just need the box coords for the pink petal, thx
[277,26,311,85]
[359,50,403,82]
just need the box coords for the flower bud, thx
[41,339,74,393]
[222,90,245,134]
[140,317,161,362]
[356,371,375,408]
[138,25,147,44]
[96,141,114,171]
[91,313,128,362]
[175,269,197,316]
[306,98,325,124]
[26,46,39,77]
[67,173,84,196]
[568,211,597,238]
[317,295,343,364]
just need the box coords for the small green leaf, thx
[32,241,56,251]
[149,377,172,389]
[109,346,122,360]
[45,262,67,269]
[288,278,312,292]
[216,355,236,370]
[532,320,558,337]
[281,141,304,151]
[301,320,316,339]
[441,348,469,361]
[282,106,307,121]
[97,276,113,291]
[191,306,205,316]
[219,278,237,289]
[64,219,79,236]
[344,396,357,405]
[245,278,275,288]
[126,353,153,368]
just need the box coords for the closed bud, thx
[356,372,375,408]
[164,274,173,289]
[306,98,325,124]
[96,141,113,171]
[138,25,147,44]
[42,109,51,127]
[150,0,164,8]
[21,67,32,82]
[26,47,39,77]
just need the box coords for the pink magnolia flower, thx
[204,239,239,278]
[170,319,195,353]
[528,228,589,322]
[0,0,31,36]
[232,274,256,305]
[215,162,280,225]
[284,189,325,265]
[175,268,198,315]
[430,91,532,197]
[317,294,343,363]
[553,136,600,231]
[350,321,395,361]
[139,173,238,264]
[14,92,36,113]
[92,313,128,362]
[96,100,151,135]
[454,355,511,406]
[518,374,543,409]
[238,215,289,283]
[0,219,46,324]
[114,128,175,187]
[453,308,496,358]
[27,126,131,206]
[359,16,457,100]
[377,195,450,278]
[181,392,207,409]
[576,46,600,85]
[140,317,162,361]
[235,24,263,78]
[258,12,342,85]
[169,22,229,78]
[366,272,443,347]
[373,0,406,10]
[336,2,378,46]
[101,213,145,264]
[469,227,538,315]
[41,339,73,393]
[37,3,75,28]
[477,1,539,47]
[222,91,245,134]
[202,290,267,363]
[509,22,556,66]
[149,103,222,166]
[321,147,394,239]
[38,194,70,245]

● WORK ITEM:
Could you work out how many lines of the data above contain the word "need"? Give only the number.

● EXERCISE OUTPUT:
5